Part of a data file

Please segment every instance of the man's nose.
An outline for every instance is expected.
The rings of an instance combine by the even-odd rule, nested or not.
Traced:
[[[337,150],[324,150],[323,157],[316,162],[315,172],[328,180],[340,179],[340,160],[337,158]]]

> What you have to do: Rewrite the data above, replacing "nose" with "mouth" and leaving everything else unchanged.

> Output below:
Please segment every instance of the man's mouth.
An outline for every instance is expected.
The rings of an instance combine by the even-odd rule, nested or not.
Traced:
[[[337,150],[324,150],[323,157],[316,162],[315,172],[328,180],[340,179],[340,160],[337,158]]]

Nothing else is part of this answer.